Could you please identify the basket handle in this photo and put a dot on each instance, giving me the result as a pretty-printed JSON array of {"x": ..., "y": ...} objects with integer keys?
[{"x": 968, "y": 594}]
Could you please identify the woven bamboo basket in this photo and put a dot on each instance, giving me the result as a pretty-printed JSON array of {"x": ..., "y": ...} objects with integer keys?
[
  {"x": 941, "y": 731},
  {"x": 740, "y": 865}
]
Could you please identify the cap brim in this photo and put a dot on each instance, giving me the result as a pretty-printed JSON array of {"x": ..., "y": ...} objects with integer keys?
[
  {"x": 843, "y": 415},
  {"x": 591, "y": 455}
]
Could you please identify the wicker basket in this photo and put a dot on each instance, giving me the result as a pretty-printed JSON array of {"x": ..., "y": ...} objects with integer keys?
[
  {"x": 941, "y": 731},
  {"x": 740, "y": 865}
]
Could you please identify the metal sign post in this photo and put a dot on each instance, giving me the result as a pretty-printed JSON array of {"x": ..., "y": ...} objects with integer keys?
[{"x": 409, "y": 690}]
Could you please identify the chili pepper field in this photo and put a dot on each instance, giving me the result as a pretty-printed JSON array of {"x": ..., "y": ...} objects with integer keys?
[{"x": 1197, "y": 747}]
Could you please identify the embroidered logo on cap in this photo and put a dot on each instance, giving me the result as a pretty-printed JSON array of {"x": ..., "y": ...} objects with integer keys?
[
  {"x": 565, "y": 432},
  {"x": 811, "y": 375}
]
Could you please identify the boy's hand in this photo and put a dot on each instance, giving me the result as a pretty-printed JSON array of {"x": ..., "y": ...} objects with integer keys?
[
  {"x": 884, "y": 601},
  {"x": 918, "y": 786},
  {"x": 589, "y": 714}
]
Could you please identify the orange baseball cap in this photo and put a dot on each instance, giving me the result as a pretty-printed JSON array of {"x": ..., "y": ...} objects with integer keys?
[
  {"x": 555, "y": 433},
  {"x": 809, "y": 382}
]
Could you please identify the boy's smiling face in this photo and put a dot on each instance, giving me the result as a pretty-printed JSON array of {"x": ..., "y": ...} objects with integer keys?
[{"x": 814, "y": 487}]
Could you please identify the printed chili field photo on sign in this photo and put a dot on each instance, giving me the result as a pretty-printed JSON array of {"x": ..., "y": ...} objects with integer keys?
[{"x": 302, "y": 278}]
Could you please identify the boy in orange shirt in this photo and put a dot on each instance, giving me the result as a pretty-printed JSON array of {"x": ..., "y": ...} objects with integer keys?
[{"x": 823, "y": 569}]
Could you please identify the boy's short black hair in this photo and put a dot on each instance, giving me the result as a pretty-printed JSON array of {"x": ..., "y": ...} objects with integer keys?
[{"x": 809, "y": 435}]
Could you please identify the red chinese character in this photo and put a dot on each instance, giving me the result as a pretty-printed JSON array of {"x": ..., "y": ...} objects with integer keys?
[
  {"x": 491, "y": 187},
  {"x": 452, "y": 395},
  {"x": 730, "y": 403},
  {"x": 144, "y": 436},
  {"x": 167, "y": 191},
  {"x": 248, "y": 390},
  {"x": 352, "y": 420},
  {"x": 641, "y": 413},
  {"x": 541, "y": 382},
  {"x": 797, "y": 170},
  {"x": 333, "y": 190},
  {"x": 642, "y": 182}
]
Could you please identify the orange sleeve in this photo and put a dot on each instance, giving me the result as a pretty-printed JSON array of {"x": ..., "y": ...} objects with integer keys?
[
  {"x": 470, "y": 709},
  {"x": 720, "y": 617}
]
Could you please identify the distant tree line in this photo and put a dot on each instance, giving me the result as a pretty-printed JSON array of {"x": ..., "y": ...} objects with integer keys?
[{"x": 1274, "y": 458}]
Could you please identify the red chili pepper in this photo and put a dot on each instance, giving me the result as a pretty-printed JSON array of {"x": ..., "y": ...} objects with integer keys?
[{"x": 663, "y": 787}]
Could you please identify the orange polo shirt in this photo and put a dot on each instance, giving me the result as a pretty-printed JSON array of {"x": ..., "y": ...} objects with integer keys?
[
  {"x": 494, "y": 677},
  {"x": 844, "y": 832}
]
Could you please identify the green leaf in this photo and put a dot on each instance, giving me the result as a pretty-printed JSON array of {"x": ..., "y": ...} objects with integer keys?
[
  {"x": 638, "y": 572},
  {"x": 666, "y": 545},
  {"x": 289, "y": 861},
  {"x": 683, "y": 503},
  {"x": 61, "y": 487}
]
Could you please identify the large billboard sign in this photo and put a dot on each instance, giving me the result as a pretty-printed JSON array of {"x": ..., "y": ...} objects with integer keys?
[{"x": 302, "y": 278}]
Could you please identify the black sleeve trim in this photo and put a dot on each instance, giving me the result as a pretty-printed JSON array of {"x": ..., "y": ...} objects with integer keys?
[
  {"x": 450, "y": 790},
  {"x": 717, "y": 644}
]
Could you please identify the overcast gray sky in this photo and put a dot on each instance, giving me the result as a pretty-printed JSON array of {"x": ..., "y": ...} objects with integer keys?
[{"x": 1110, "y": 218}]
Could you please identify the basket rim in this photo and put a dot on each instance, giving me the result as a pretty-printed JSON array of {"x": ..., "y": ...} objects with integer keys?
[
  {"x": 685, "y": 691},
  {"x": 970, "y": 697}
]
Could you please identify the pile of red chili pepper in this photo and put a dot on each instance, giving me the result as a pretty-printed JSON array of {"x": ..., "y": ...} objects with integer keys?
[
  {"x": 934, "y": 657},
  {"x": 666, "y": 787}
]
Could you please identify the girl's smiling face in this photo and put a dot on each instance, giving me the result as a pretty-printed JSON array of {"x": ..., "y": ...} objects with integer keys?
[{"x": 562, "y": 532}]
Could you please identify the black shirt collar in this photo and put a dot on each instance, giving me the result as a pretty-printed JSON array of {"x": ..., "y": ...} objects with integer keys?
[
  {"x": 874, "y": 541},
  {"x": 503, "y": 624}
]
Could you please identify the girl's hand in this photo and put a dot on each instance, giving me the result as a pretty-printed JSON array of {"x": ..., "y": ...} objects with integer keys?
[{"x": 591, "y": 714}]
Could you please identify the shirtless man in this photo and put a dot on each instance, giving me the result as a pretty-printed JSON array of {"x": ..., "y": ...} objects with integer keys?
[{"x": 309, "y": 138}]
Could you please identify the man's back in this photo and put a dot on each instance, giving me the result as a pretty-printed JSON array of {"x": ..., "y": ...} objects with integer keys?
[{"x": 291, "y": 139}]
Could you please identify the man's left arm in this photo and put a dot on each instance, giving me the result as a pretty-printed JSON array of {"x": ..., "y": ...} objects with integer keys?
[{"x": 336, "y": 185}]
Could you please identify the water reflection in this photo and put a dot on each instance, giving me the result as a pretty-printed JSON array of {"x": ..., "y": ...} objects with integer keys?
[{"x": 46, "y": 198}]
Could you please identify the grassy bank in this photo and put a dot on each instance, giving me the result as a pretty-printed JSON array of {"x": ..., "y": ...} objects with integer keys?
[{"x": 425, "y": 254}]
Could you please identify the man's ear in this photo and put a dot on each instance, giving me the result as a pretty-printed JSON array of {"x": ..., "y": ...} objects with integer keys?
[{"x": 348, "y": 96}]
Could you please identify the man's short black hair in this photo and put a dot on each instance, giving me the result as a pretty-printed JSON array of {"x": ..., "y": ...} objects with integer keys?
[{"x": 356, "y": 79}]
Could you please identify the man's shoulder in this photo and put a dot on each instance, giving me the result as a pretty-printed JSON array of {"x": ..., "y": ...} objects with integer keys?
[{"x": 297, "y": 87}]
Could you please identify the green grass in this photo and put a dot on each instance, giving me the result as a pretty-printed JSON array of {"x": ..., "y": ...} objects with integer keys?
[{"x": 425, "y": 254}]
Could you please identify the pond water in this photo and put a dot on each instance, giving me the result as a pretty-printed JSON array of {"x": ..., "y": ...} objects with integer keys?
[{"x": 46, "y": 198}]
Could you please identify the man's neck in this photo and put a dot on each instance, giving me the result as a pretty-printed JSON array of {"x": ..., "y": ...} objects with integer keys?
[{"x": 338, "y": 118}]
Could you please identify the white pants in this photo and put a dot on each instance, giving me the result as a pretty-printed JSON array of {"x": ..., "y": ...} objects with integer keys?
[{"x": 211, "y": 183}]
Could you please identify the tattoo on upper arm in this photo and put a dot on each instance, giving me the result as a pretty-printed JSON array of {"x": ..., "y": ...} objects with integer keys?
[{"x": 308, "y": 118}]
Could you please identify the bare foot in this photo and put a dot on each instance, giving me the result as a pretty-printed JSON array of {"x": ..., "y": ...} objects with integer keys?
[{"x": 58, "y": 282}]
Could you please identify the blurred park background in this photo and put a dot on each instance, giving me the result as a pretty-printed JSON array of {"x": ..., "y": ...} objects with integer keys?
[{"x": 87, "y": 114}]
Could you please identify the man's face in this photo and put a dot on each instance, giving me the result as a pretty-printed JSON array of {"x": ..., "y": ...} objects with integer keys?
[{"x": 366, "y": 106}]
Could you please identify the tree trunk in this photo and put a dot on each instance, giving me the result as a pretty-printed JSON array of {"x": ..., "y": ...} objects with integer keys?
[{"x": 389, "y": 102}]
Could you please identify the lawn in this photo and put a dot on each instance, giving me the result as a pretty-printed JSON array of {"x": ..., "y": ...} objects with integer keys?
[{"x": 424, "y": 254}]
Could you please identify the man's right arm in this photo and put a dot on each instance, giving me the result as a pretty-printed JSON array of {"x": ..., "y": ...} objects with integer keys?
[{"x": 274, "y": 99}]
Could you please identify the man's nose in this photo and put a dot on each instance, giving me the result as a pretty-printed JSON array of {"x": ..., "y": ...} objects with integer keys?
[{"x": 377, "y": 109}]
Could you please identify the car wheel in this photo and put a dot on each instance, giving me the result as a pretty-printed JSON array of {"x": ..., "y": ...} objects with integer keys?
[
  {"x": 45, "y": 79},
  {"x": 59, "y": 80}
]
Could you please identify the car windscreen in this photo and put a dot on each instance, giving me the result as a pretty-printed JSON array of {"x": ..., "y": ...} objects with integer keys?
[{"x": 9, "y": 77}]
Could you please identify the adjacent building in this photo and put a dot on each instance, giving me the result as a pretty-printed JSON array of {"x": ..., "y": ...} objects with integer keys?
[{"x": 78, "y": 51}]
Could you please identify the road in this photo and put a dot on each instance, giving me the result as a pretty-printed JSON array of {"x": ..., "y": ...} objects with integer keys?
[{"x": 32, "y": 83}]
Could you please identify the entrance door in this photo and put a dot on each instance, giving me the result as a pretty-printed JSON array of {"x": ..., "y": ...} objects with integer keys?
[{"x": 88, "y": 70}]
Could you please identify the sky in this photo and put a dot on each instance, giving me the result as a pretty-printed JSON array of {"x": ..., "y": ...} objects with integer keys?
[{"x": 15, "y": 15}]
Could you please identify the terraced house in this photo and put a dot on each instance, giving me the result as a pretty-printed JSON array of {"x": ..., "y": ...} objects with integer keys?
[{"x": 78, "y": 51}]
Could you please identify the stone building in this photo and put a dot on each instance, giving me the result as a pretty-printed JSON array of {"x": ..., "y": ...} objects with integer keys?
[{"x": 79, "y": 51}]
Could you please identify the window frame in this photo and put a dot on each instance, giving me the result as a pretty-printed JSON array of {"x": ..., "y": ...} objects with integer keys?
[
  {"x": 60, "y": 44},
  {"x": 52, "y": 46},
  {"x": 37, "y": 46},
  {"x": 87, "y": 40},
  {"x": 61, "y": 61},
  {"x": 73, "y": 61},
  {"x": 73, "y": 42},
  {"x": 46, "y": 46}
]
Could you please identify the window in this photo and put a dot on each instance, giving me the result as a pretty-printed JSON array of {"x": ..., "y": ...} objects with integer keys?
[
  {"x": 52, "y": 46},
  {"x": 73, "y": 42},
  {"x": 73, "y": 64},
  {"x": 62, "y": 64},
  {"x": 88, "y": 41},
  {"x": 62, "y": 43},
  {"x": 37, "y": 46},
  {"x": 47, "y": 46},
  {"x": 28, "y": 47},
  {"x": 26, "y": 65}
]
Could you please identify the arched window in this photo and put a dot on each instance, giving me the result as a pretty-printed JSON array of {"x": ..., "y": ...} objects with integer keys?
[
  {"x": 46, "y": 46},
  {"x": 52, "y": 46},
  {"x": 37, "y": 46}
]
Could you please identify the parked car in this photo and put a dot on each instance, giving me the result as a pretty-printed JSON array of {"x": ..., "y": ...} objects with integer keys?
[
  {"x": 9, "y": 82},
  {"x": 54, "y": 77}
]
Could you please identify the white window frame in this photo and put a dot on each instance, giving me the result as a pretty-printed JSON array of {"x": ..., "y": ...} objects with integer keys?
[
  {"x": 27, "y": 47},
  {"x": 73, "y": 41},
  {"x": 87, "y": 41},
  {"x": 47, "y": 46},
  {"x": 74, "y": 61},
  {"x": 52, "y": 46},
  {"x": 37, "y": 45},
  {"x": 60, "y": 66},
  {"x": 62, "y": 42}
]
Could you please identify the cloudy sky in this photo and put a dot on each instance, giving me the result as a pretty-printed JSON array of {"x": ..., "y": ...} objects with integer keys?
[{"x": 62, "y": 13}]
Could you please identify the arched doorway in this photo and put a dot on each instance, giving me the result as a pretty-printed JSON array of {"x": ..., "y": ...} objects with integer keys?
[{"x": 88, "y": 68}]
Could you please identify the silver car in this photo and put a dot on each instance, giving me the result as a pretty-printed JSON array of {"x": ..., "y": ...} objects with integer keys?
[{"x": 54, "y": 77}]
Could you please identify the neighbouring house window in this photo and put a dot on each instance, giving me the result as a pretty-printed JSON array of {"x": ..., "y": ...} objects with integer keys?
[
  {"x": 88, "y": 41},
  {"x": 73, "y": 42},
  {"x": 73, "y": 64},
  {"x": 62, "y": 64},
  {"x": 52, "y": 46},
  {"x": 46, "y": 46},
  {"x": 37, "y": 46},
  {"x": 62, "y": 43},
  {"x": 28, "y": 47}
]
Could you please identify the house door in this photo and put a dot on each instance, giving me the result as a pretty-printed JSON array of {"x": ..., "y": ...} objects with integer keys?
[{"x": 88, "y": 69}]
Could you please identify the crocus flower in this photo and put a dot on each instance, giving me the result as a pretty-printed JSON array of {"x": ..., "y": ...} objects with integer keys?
★ ★ ★ ★ ★ ★ ★
→ **WHAT YOU ARE ASKED TO DO**:
The answer is a portion of the data. Write out exactly the line with "Could you please identify the neighbouring" and all lines after it.

→ **REPLY TO THE TASK**:
Could you please identify the neighbouring house window in this photo and put a dot on each instance, giving me the result as a pretty-printed JSON array of {"x": ..., "y": ...} objects with integer keys?
[
  {"x": 88, "y": 41},
  {"x": 73, "y": 42},
  {"x": 73, "y": 64},
  {"x": 62, "y": 64},
  {"x": 52, "y": 46},
  {"x": 46, "y": 46},
  {"x": 37, "y": 46},
  {"x": 62, "y": 43},
  {"x": 28, "y": 47}
]
Could you please identify the house door in this photo and put a dot on each instance, giving me the result as a pretty-printed JSON array of {"x": ..., "y": ...} objects with integer keys?
[{"x": 88, "y": 69}]
Could you please identify the crocus flower in this photo and put a dot on each instance, giving me the result as a pretty-printed JSON array of {"x": ..., "y": ...} objects with integer keys?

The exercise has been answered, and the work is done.